- **Exercise text**:
--------------------------------

Instances bundle training, tuning and validation datasets for anonymizers (privacy preserving ML models); member, non-member and evaluation datasets for deanonymizers (attacks on anonymizers); and also means of evaluating anonymizers and deanonymizers. If you are able to define your challenge obeying this interface, you will be able to transform it into a AnoMed compatible web server “for free”, by using anomed_challenge.supervised_learning_MIA_challenge_server_factory.

Initialization

Parameters:
  • training_data (NumpyDataset) – The dataset offered to peers, whose goal is to train anonymizers.

  • tuning_data (NumpyDataset) – The dataset offered to peers, whose goals is to tune their anonymizers which are currently in training (this is also called “validation data” outside of the medical ML community).

  • validation_data (NumpyDataset) – The dataset used to validate (in the regulatory sense) the performance of a fully trained anonymizer. Not to be confused with what is called “validation data” outside of the medical ML field – for that we use the term “tuning data”.

  • anonymizer_evaluator (Callable[[np.ndarray, np.ndarray], dict[str, float]]) – A way to evaluate the prediction (first argument) of an anonymizer compared to the ground truth (second argument, will be substituted by the target array (y) of validation_data).

  • MIA_evaluator (Callable[[np.ndarray, np.ndarray], dict[str, float]]) – A way to evaluate the prediction of a membership inference attack (first argument) compared to the ground truth memberships (second argument, defined by the second component of MIA_evaluation_data(...)).

  • MIA_evaluation_dataset_length (int, optional) – The number of members and also the number of non-members to include in the return value of MIA_evaluation_data. That means in total, the length of that dataset will be 2 * MIA_evaluation_dataset_length. We suggest to set this to at least 100.

  • seed (int | None, optional) – If given, use this seed to create members and non_members. By default None, which means obtain randomness non-deterministically at runtime.

property members: anomed_challenge.challenge.NumpyDataset

A dataset to train membership inference attacks. It consists of features and corresponding targets that the model under attack has seen during training (therefore “members”), i.e. the data is a subset of training_data.

property non_members: anomed_challenge.challenge.NumpyDataset

A dataset to train membership inference attacks. It consists of features and corresponding targets that the model under attack has not seen during training (therefore “non_members”), i.e. the data is a subset of validation_data.

MIA_evaluation_data(anonymizer: str, deanonymizer: str, data_split: Literal[tuning, validation]) tuple[anomed_challenge.challenge.NumpyDataset, numpy.ndarray]

A dataset and corresponding memberships to evaluate the success of a membership inference attack.

The dataset is individual for the specific combination of anonymizer, deanonymizer and the setting of data_split (at least with high probability). Its size is determined by 2 * MIA_evaluation_dataset_length (provided at initialization).

Parameters:
  • anonymizer (str) – The identifier of the anonymizer being under attack.

  • deanonymizer (str) – The identifier of the membership inference attack.

--------------------------------

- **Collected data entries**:
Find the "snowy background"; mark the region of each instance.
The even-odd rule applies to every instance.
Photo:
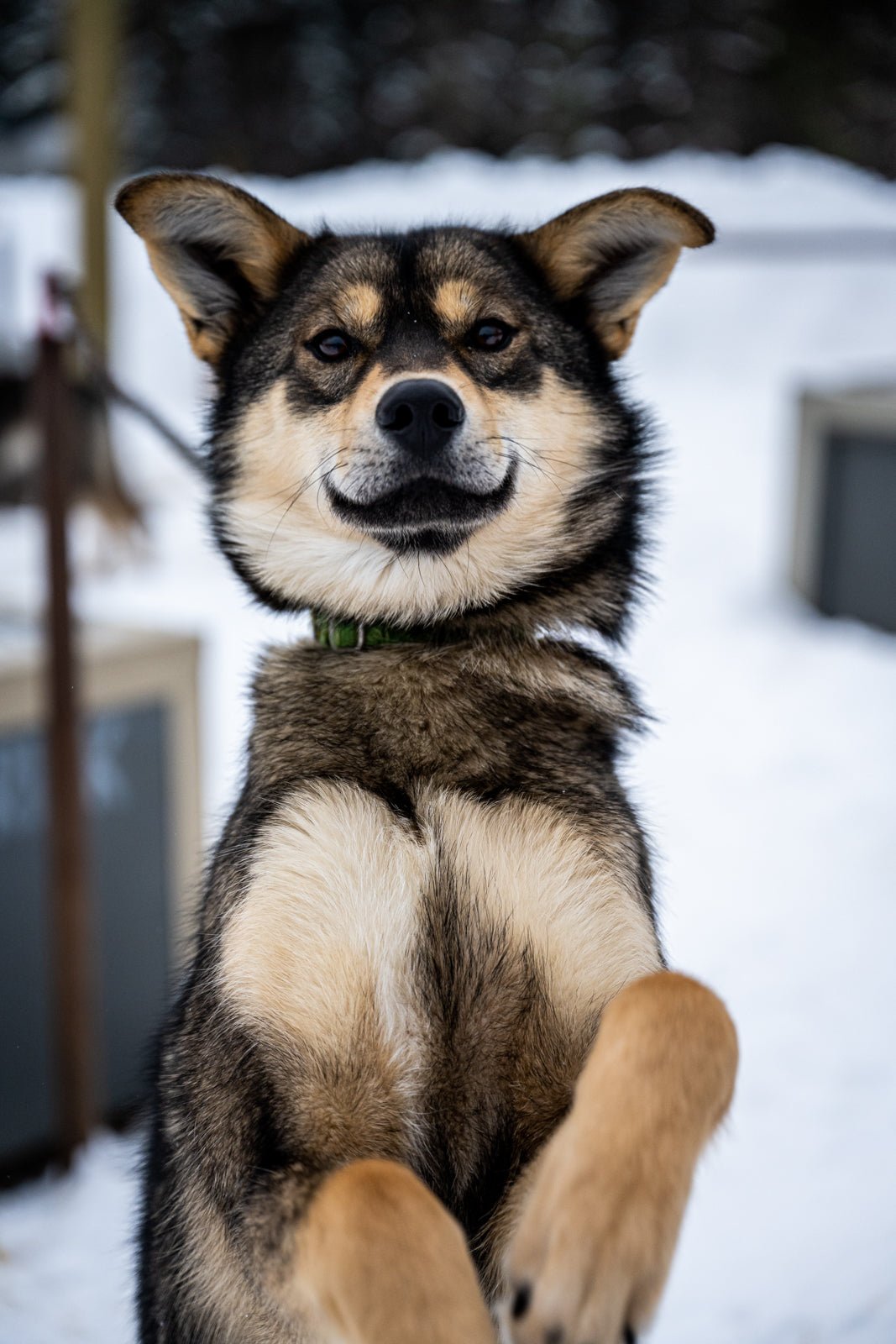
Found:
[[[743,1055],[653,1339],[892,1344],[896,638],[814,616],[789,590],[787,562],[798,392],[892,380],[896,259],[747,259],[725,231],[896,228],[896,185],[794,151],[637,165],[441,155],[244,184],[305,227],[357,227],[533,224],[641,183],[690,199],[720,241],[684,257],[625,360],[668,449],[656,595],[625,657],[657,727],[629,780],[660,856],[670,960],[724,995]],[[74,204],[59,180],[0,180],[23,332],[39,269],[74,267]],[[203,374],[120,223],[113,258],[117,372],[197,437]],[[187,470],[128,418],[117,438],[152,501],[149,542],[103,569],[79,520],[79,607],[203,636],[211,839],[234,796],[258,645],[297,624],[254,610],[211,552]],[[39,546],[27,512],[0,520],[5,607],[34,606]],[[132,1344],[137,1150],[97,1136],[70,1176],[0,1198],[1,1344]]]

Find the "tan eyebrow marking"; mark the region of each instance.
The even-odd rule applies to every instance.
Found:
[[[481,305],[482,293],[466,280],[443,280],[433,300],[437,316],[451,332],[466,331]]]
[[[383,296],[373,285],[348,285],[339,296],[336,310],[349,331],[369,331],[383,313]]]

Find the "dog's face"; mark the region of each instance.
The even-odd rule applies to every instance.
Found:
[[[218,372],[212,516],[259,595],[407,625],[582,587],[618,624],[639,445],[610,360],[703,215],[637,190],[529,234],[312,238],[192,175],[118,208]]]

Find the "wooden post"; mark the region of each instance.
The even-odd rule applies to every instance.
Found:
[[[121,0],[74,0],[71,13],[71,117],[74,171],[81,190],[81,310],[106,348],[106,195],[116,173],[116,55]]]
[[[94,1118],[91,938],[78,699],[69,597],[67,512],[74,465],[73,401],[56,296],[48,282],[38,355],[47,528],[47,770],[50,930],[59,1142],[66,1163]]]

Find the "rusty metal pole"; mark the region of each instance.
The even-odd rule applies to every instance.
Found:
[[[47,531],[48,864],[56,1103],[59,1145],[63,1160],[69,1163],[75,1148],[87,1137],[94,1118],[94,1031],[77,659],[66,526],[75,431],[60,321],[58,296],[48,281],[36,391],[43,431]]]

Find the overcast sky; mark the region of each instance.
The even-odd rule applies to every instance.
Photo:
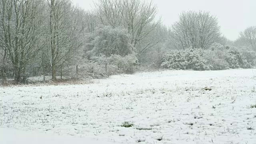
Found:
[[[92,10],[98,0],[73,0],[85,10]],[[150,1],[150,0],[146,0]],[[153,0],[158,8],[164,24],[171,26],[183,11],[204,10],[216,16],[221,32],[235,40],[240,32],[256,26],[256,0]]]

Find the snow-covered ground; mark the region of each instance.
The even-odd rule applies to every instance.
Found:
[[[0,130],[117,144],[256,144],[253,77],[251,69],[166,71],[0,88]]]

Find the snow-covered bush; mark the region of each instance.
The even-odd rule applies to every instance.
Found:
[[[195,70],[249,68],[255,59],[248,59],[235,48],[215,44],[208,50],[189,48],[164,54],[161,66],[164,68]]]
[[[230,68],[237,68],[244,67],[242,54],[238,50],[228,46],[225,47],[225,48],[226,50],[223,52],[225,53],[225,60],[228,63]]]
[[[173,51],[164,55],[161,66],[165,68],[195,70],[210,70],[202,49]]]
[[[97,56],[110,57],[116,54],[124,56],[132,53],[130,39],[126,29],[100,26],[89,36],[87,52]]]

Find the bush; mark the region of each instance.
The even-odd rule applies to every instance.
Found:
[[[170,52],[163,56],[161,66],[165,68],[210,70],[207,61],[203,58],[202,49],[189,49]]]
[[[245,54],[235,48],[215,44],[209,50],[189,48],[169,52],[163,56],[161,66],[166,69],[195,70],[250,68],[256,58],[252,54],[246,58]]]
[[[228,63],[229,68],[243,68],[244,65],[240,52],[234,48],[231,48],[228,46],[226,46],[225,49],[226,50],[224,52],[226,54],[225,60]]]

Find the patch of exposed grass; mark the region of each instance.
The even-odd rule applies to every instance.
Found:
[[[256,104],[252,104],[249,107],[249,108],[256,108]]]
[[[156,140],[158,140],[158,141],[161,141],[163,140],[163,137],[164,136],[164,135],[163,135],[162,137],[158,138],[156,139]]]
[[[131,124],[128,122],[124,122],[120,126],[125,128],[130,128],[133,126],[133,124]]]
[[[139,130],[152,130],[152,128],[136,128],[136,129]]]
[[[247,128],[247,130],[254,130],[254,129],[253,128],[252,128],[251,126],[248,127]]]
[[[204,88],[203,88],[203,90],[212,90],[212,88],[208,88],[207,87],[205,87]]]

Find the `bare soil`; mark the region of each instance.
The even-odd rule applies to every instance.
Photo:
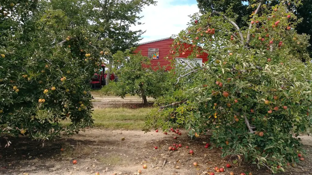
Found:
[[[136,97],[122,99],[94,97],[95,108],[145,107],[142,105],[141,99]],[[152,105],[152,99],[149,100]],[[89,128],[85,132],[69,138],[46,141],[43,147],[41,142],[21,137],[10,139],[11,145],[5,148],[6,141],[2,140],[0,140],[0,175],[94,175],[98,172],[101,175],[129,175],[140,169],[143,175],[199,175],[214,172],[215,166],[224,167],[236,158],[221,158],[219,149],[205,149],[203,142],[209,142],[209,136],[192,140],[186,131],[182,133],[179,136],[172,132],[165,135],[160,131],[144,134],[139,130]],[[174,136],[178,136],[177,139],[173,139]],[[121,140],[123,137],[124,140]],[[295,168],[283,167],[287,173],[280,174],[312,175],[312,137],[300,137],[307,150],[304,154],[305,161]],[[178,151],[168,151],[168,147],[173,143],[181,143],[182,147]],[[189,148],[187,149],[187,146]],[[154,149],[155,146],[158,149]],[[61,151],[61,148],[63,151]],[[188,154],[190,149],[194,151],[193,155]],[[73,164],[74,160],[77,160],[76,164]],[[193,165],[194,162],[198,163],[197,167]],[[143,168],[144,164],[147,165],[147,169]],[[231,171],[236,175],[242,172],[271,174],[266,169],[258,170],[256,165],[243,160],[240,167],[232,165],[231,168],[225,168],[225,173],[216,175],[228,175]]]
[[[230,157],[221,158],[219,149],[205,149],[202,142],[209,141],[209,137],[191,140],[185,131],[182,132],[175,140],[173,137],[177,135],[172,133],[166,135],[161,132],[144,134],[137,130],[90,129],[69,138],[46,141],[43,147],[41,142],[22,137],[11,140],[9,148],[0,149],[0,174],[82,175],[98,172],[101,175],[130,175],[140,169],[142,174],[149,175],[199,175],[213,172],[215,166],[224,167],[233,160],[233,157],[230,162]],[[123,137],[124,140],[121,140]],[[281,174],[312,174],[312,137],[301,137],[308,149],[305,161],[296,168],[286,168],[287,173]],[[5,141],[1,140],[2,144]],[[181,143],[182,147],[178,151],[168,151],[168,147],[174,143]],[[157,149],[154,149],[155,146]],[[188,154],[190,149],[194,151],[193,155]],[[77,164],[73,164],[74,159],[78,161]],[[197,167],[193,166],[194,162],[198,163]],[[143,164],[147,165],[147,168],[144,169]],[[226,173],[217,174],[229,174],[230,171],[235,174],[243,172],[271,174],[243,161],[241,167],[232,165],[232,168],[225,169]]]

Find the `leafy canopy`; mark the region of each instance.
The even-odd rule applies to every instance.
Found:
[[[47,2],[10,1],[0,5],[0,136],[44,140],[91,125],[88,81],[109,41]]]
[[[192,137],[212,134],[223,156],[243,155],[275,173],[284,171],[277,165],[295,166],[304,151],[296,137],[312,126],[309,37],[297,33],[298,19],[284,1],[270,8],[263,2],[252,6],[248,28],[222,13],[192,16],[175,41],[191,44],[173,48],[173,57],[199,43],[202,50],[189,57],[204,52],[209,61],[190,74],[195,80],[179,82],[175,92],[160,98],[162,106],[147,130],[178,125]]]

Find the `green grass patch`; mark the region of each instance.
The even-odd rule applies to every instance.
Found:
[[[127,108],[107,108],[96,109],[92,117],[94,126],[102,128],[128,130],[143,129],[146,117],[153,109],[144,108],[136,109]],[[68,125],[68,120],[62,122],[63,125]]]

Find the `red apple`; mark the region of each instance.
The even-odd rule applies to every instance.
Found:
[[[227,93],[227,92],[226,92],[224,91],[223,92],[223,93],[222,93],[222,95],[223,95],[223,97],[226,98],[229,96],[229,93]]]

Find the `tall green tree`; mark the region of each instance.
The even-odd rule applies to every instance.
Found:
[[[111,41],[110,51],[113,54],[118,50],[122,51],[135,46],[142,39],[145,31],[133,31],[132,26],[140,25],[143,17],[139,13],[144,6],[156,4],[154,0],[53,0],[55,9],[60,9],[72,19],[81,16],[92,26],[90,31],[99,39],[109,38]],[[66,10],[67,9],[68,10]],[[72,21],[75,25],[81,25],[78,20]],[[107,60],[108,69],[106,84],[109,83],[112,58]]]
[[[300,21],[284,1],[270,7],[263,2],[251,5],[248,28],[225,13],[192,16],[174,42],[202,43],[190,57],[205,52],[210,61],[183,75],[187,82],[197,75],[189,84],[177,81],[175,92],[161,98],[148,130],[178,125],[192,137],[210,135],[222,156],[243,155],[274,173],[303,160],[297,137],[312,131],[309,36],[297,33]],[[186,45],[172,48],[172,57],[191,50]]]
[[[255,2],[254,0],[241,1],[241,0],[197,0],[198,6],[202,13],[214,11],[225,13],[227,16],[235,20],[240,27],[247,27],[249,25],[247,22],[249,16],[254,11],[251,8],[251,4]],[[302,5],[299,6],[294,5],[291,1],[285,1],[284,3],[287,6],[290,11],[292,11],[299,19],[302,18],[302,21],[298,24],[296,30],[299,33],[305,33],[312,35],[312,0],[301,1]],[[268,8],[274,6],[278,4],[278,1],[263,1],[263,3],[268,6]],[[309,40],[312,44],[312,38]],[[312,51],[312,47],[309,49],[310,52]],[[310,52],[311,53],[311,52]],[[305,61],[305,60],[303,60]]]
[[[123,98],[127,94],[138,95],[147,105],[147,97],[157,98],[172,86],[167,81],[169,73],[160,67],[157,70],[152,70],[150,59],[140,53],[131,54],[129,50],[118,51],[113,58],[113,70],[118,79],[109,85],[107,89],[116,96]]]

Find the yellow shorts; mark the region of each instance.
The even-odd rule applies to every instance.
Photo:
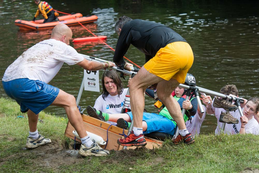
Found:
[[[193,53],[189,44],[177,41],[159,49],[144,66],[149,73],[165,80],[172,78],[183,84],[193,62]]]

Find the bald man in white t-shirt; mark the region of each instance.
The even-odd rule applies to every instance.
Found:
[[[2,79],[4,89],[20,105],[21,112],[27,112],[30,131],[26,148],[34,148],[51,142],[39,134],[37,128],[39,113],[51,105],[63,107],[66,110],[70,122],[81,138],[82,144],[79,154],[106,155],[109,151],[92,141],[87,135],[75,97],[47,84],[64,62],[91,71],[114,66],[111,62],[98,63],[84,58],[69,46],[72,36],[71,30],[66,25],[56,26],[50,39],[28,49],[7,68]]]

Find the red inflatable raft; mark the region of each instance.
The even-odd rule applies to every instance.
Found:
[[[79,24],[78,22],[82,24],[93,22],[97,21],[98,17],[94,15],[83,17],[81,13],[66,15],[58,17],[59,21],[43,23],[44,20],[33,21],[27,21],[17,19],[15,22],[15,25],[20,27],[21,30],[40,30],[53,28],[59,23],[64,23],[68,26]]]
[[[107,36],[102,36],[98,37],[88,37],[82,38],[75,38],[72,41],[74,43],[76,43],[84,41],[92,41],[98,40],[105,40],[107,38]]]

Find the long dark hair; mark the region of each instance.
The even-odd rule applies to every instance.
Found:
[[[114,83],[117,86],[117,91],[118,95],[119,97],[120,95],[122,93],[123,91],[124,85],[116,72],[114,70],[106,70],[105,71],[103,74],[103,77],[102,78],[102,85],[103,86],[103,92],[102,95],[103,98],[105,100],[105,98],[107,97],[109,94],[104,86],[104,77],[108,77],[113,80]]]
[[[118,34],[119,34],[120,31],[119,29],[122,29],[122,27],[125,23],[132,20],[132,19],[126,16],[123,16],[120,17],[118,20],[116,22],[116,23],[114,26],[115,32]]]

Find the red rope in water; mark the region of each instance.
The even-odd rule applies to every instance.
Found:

--------------------------------

- **Goal of the exercise**:
In the documentation text, list the parameter names under "Initialization".

- **Exercise answer**:
training_data, tuning_data, validation_data, anonymizer_evaluator, MIA_evaluator, MIA_evaluation_dataset_length, seed